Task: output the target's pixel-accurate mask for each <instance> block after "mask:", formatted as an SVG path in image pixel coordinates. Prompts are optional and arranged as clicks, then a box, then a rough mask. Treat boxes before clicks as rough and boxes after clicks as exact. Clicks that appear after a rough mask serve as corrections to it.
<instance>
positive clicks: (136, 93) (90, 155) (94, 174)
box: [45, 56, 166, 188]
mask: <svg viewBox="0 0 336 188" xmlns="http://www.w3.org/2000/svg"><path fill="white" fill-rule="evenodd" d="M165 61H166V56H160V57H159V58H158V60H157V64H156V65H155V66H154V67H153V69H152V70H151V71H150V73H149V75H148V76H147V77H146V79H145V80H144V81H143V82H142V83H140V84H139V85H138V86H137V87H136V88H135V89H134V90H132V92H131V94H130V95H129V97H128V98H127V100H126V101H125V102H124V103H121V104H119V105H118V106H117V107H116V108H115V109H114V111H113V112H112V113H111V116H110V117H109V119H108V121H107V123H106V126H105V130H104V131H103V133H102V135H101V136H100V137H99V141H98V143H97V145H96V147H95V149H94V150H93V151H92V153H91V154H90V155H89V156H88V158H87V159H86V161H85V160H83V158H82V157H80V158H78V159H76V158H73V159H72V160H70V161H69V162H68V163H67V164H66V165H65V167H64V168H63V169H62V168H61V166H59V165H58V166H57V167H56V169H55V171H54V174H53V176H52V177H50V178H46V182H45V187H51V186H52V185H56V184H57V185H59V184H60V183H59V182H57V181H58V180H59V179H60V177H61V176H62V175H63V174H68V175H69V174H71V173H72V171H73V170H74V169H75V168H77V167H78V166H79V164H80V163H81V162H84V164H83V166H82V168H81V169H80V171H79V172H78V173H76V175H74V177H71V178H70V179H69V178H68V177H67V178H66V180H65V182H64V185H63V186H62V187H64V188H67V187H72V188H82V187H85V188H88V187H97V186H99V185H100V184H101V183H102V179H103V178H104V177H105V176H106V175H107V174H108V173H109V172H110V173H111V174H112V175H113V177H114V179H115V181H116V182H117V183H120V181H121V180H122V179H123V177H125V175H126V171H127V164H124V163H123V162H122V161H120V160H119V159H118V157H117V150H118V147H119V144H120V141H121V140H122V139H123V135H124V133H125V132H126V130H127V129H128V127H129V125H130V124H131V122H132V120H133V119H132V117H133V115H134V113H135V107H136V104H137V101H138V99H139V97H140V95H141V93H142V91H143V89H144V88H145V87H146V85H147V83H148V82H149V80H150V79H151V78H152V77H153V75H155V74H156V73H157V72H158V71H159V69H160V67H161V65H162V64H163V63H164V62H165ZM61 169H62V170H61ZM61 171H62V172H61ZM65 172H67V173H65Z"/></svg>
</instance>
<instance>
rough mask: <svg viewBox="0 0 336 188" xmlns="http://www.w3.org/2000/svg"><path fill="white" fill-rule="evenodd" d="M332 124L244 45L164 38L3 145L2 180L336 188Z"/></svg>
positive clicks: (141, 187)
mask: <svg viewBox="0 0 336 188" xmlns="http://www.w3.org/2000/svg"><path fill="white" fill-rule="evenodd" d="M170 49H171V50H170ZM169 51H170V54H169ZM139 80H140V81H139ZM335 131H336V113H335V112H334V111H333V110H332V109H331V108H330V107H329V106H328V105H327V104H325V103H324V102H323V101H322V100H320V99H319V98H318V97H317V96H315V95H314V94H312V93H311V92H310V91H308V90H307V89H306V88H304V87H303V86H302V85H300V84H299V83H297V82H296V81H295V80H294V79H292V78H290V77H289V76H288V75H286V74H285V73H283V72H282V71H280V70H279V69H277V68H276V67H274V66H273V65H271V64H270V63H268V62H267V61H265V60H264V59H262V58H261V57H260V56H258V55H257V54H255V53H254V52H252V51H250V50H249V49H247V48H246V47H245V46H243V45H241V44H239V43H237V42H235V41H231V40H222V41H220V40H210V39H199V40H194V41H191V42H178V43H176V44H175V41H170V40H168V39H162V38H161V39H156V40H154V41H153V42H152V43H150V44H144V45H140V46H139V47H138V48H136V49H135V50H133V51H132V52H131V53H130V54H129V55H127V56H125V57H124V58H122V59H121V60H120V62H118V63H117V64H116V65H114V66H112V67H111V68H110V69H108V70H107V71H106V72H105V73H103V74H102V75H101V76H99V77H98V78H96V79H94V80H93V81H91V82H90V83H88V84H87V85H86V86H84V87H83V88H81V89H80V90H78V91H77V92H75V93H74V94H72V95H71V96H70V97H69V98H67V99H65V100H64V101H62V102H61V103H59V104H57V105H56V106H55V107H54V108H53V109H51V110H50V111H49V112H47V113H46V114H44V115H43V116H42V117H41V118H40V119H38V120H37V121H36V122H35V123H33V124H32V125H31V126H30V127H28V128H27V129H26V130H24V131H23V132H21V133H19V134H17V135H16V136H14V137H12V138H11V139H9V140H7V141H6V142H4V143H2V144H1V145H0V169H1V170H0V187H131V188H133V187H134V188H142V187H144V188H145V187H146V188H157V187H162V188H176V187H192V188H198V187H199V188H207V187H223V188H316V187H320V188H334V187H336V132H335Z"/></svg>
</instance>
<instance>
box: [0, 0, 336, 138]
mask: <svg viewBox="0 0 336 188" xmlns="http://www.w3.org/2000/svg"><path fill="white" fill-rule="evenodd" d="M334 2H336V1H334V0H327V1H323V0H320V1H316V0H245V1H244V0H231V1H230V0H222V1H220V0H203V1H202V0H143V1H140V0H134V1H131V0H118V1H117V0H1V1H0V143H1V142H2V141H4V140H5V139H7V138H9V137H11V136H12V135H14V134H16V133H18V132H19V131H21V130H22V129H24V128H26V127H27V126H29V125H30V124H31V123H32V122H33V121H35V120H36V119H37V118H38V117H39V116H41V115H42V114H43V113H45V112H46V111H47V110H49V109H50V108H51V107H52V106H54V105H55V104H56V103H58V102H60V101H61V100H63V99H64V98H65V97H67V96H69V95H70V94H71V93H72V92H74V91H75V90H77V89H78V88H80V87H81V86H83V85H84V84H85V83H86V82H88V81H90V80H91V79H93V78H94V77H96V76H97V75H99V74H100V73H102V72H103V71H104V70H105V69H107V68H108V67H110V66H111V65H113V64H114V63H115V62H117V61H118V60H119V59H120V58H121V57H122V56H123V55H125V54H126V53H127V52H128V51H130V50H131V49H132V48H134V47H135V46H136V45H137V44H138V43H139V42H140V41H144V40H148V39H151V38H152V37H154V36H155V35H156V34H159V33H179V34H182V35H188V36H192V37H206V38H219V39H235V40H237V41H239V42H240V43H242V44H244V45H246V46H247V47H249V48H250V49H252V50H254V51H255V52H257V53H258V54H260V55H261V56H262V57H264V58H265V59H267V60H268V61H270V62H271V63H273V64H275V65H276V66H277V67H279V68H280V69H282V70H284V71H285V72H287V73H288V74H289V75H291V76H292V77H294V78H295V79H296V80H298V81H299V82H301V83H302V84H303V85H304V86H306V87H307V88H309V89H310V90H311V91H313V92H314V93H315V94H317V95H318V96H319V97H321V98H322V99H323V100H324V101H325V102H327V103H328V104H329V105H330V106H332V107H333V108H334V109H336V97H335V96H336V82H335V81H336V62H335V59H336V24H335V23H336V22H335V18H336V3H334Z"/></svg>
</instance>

• • • •

— What the task requires —
Your task is to retype all of the lines above exactly.

— Answer section —
Task: output the target's pixel-accurate mask for each <instance> block after "mask:", formatted as an SVG path in image pixel coordinates. Prompts are optional and arranged as clicks, then a box, then a rough mask. Treat boxes before clicks as rough and boxes after clicks as exact. Clicks that appear after a rough mask serve as corrections to it.
<instance>
positive clicks: (136, 93) (90, 155) (94, 174)
box: [45, 56, 166, 188]
mask: <svg viewBox="0 0 336 188" xmlns="http://www.w3.org/2000/svg"><path fill="white" fill-rule="evenodd" d="M165 61H166V56H160V57H159V58H158V60H157V64H156V65H155V66H154V67H153V69H152V70H151V71H150V73H149V75H148V76H147V77H146V79H145V80H144V81H143V82H142V83H140V84H139V85H138V86H137V87H136V88H135V89H134V90H132V92H131V94H130V95H129V97H128V98H127V100H126V101H125V102H124V103H121V104H119V105H118V106H117V107H116V108H115V109H114V111H113V112H112V113H111V116H110V117H109V119H108V121H107V123H106V126H105V130H104V131H103V133H102V135H101V136H100V137H99V141H98V143H97V145H96V147H95V149H94V150H93V151H92V153H91V154H90V155H89V156H88V158H87V159H86V161H85V160H83V158H82V157H80V158H78V159H76V158H73V159H72V160H70V161H69V162H68V163H67V164H66V165H65V167H64V168H63V169H62V168H61V166H59V165H58V166H57V167H56V169H55V171H54V174H53V176H52V177H50V178H46V182H45V187H51V186H52V185H56V184H57V185H59V184H60V183H59V182H57V181H58V180H59V179H60V177H61V176H62V175H63V174H68V175H69V174H71V173H72V171H73V170H74V169H75V168H77V167H78V166H79V164H80V163H81V162H84V164H83V166H82V168H81V169H80V171H79V172H78V173H76V175H74V177H71V178H70V179H69V178H68V177H67V178H66V180H65V182H64V185H63V186H62V187H64V188H67V187H72V188H82V187H85V188H88V187H97V186H99V185H100V184H101V183H102V179H103V178H104V177H105V176H106V175H107V174H108V173H109V172H110V173H111V174H112V175H113V177H114V179H115V181H116V182H117V183H120V181H121V180H122V179H123V177H125V175H126V171H127V164H124V163H123V162H122V161H120V160H119V159H118V157H117V150H118V147H119V144H120V141H121V140H122V139H123V135H124V133H125V132H126V130H127V129H128V127H129V125H130V124H131V122H132V120H133V119H132V117H133V115H134V113H135V107H136V104H137V101H138V99H139V97H140V95H141V93H142V91H143V89H144V88H145V87H146V85H147V83H148V82H149V80H150V79H151V78H152V77H153V75H155V74H156V73H157V72H158V71H159V69H160V67H161V65H162V64H163V63H164V62H165ZM61 169H62V170H61ZM61 171H62V172H61ZM65 172H67V173H65Z"/></svg>
</instance>
<instance>
rough mask: <svg viewBox="0 0 336 188" xmlns="http://www.w3.org/2000/svg"><path fill="white" fill-rule="evenodd" d="M332 124L244 45L164 38L3 145L2 180L336 188Z"/></svg>
positive clicks: (141, 187)
mask: <svg viewBox="0 0 336 188" xmlns="http://www.w3.org/2000/svg"><path fill="white" fill-rule="evenodd" d="M170 49H171V50H170ZM169 51H170V54H169ZM139 80H140V81H139ZM335 131H336V113H335V112H334V111H333V110H332V109H331V108H330V107H329V106H328V105H327V104H325V103H324V102H323V101H322V100H320V99H319V98H318V97H317V96H315V95H314V94H312V93H311V92H310V91H308V90H307V89H306V88H304V87H303V86H302V85H300V84H299V83H297V82H296V81H295V80H294V79H292V78H290V77H289V76H288V75H286V74H285V73H283V72H282V71H280V70H279V69H277V68H276V67H274V66H273V65H271V64H270V63H268V62H267V61H265V60H264V59H262V58H261V57H260V56H258V55H257V54H255V53H254V52H252V51H250V50H249V49H247V48H246V47H245V46H243V45H241V44H239V43H237V42H235V41H231V40H222V41H220V40H210V39H199V40H194V41H191V42H178V43H176V44H175V41H170V40H168V39H162V38H161V39H156V40H154V41H153V42H152V43H150V44H144V45H140V46H139V47H138V48H136V49H135V50H133V51H132V52H131V53H130V54H129V55H127V56H125V57H124V58H122V59H121V60H120V62H118V63H117V64H116V65H114V66H112V67H111V68H110V69H108V70H107V71H106V72H105V73H103V74H102V75H101V76H99V77H98V78H96V79H94V80H93V81H91V82H90V83H88V84H87V85H86V86H84V87H83V88H81V89H80V90H78V91H77V92H75V93H74V94H72V95H71V96H70V97H69V98H67V99H65V100H64V101H62V102H61V103H59V104H57V105H56V106H55V107H54V108H53V109H51V110H50V111H49V112H47V113H46V114H44V115H43V116H42V117H41V118H40V119H38V120H37V121H36V122H35V123H33V124H32V125H31V126H30V127H28V128H27V129H26V130H24V131H23V132H21V133H19V134H17V135H16V136H14V137H12V138H11V139H9V140H7V141H6V142H4V143H2V144H1V145H0V169H1V170H0V187H131V188H133V187H134V188H142V187H144V188H145V187H146V188H157V187H162V188H176V187H192V188H198V187H199V188H207V187H223V188H316V187H320V188H334V187H336V132H335Z"/></svg>
</instance>
<instance>
box: [0, 0, 336, 138]
mask: <svg viewBox="0 0 336 188" xmlns="http://www.w3.org/2000/svg"><path fill="white" fill-rule="evenodd" d="M334 2H336V1H334V0H327V1H323V0H320V1H316V0H245V1H244V0H231V1H230V0H222V1H220V0H203V1H202V0H143V1H140V0H134V1H131V0H118V1H117V0H1V1H0V143H1V142H2V141H4V140H5V139H7V138H9V137H11V136H12V135H14V134H16V133H18V132H19V131H21V130H22V129H24V128H26V127H27V126H29V125H30V124H31V123H32V122H33V121H35V120H36V119H37V118H38V117H39V116H41V115H42V114H43V113H45V112H46V111H47V110H49V109H50V108H51V107H52V106H54V105H55V104H56V103H58V102H60V101H61V100H63V99H64V98H65V97H67V96H69V95H70V94H71V93H72V92H74V91H75V90H77V89H78V88H80V87H81V86H83V85H84V84H85V83H86V82H88V81H90V80H91V79H93V78H94V77H96V76H97V75H99V74H100V73H102V72H103V71H104V70H105V69H107V68H108V67H110V66H111V65H113V64H114V63H115V62H117V61H118V60H119V59H120V58H121V57H122V56H123V55H125V54H126V53H127V52H128V51H130V50H131V49H132V48H134V47H135V46H136V45H137V44H138V43H139V42H140V41H144V40H148V39H151V38H152V37H154V36H155V35H156V34H159V33H179V34H182V35H188V36H192V37H206V38H219V39H235V40H237V41H239V42H240V43H242V44H244V45H246V46H247V47H249V48H250V49H252V50H254V51H255V52H257V53H258V54H260V55H261V56H262V57H264V58H265V59H267V60H268V61H270V62H271V63H273V64H275V65H276V66H277V67H279V68H280V69H282V70H284V71H285V72H287V73H288V74H289V75H291V76H292V77H294V78H295V79H296V80H298V81H299V82H301V83H302V84H303V85H304V86H306V87H307V88H309V89H310V90H311V91H313V92H314V93H315V94H317V95H318V96H319V97H321V98H322V99H323V100H324V101H325V102H327V103H328V104H329V105H330V106H332V107H333V108H334V109H336V97H335V96H336V82H335V81H336V62H335V59H336V24H335V23H336V22H335V18H336V3H334Z"/></svg>
</instance>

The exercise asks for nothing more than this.